EXCERPTED PASSAGE –
-=-=-
Arce’s supporters quickly denounced the detention as illegal and politically motivated. Former Justice Minister María Nela Prada, speaking outside the FELCC headquarters, insisted there was no valid arrest warrant and described the operation as a “kidnapping.” She argued that the revived decade-old Indigenous Fund case is being weaponized to discredit the entire legacy of the Movement Toward Socialism (MAS) and its historic gains for Bolivia’s Indigenous majority.
Small groups of MAS loyalists gathered near the detention center waving the party’s blue flags and chanting for Arce’s release, though turnout remained limited amid heavy police presence and public exhaustion after years of economic hardship.
The arrest comes against the backdrop of a seismic political shift. On October 19, centrist Senator Rodrigo Paz of the Christian Democratic Party (PDC) decisively won the presidential runoff with 54.5% of the vote, defeating conservative Jorge “Tuto” Quiroga and ending nearly two decades of uninterrupted MAS rule. Paz, the son of a former 1980s president and a U.S.-educated economist, campaigned on an aggressive anti-corruption and pro-market platform, promising to “rescue Bolivia from socialism and plunder.”
The outgoing MAS government left behind a country in deep crisis: chronic fuel and dollar shortages, inflation exceeding 30% in some months, a 60% drop in oil and gas production, and stalled lithium megaprojects despite Bolivia holding the world’s largest reserves. Public fury over empty gas stations and skyrocketing food prices eroded support for Arce and fractured the once-dominant MAS between his faction and that of exiled former president Evo Morales.
Since taking office on November 8, President Paz has moved swiftly: launching ten special audit commissions, freezing suspicious state contracts, and vowing to prosecute high-level corruption regardless of political affiliation. Arce’s arrest is the highest-profile action to date and fulfills a central campaign pledge.
Human-rights organizations have called for full due process and warned against any appearance of selective justice in a country with a long history of politicized courts. International observers note that while evidence of mismanagement in the Indigenous Fund has circulated for years, the case was dormant until the change in government.
-=-=-
SUPPLIED ENTRIES –

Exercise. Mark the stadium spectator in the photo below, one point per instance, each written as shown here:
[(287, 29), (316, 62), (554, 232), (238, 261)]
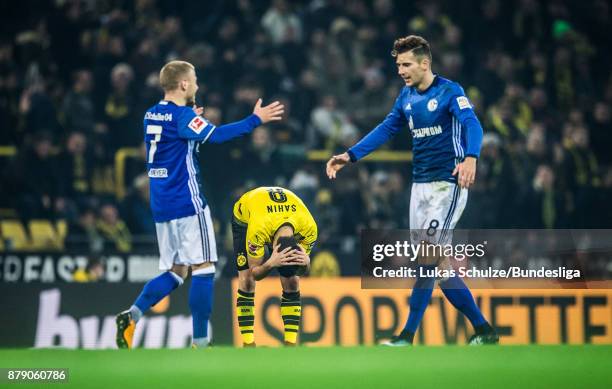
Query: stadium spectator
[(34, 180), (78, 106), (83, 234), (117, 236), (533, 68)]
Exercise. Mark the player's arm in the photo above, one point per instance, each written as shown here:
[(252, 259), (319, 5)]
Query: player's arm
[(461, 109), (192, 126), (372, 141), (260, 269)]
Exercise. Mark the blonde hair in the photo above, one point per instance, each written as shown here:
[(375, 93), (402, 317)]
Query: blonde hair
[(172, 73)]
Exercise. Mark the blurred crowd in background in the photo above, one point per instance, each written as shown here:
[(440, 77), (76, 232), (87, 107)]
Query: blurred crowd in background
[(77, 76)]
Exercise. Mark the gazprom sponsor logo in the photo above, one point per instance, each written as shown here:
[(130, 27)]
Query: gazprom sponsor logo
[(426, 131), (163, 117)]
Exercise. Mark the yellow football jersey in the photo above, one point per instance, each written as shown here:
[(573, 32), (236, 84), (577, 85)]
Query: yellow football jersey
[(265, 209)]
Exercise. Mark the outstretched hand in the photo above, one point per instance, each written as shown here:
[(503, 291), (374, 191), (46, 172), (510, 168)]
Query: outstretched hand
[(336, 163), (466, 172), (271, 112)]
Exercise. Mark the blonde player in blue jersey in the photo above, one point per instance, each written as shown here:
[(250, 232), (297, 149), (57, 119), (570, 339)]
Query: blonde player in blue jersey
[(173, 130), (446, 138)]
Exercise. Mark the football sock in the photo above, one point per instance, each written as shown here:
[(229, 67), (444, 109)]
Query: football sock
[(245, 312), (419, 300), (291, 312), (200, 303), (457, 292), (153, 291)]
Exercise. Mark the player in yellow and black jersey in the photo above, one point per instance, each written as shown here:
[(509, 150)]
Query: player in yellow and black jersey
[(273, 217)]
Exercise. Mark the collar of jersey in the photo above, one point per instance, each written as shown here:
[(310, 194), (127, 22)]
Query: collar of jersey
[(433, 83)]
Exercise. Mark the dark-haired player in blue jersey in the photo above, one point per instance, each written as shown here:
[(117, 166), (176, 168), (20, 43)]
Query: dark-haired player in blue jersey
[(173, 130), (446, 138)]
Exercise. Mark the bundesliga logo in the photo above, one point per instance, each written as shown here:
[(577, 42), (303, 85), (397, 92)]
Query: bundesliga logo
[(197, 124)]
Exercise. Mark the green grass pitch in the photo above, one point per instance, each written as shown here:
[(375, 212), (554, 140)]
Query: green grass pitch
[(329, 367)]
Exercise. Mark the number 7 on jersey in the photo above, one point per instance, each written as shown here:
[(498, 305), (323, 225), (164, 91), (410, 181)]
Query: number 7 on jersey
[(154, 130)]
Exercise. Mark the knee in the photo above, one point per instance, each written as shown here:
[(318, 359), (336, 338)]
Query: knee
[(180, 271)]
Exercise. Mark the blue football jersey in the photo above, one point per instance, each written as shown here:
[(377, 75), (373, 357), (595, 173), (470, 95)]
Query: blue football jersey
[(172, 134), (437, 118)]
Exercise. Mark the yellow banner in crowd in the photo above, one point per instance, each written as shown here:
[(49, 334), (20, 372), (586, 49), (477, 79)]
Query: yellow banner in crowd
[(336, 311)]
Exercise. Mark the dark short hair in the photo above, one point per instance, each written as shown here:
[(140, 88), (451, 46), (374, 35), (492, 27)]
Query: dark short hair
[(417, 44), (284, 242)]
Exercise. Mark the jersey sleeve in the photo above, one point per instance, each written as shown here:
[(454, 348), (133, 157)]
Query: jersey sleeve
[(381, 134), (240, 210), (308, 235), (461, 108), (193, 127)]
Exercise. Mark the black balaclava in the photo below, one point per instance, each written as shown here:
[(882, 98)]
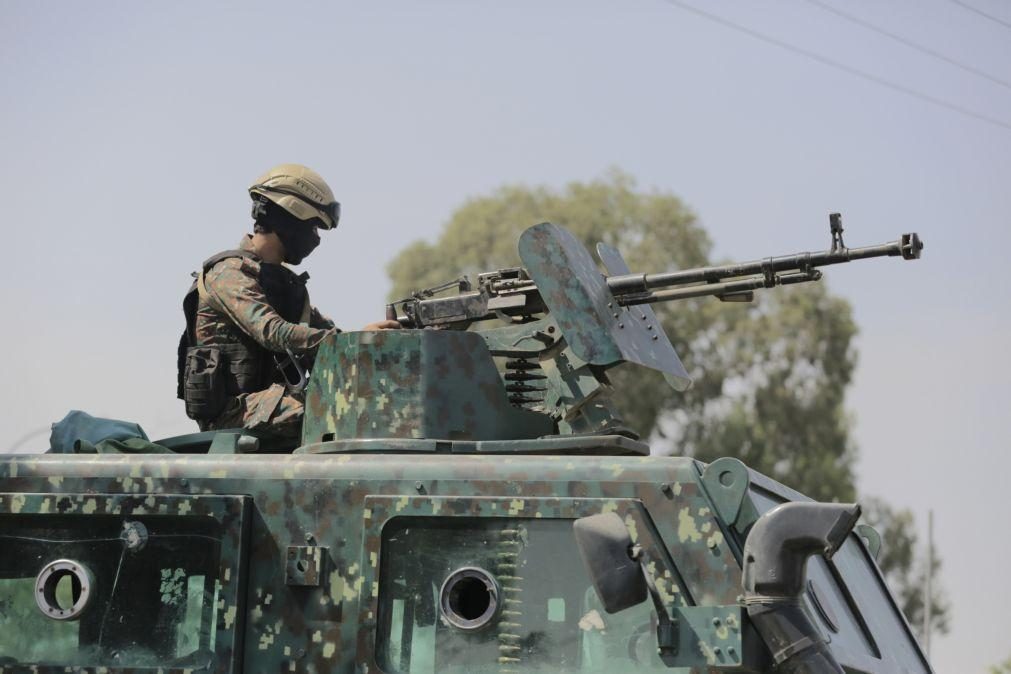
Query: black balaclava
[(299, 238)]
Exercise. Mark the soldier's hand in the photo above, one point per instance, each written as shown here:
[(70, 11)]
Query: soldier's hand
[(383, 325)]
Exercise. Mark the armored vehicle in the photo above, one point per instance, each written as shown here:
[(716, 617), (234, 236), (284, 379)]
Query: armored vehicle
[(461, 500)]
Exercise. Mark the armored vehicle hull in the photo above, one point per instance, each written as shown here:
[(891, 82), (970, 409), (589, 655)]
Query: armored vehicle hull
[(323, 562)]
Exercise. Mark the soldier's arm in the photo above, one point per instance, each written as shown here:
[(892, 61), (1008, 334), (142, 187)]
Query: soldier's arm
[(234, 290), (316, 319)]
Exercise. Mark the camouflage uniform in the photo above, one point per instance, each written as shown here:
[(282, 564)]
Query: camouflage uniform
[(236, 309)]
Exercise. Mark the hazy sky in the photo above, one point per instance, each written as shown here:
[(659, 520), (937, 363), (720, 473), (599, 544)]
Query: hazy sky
-=-=-
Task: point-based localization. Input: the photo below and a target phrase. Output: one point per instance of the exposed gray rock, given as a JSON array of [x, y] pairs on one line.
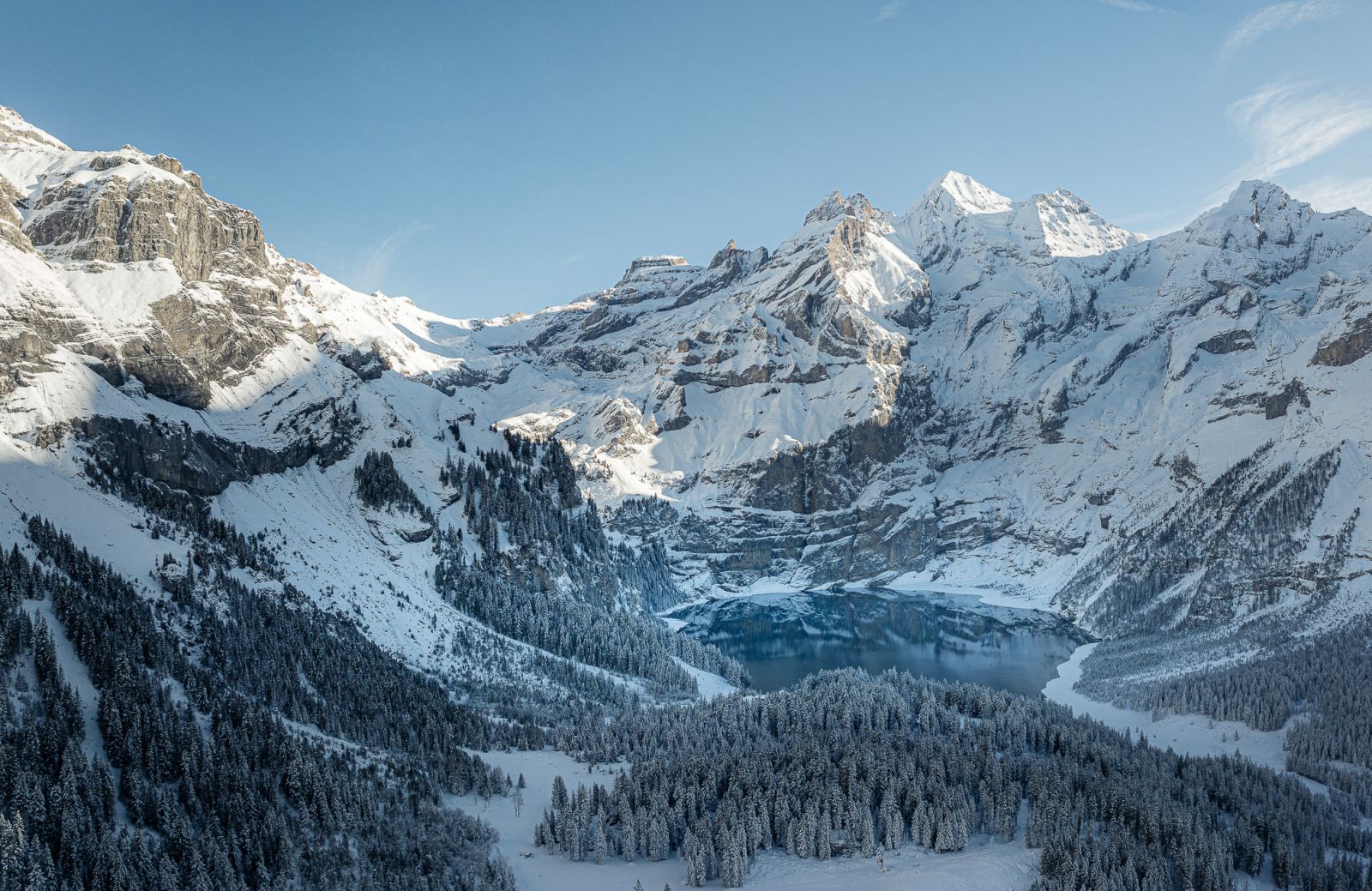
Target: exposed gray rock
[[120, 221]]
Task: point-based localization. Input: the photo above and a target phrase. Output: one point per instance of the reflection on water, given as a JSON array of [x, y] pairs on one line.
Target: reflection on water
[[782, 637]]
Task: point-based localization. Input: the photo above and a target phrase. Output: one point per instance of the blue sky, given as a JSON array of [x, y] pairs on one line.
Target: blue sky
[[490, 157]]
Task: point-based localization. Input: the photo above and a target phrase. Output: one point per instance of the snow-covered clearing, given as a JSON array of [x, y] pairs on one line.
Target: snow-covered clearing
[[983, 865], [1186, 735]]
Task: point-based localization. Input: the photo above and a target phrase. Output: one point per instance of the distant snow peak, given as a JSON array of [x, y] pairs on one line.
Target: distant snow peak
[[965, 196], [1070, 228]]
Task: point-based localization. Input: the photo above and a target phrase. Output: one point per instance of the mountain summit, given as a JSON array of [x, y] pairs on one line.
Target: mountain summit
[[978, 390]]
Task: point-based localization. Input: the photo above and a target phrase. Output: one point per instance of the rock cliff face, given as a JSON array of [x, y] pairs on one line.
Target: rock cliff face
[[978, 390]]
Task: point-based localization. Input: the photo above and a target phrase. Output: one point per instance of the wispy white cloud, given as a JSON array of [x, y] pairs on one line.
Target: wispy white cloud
-=-=-
SET OF TASKS –
- A) From the passage on Arce's arrest, reproduce everything from "Human-rights organizations have" down to "change in government.".
- B) Translate this sentence from the passage on Arce's arrest into Spanish: "Arce’s arrest is the highest-profile action to date and fulfills a central campaign pledge."

OUTPUTS –
- A)
Human-rights organizations have called for full due process and warned against any appearance of selective justice in a country with a long history of politicized courts. International observers note that while evidence of mismanagement in the Indigenous Fund has circulated for years, the case was dormant until the change in government.

- B) El arresto de Arce es la acción de mayor repercusión hasta la fecha y cumple una promesa central de campaña.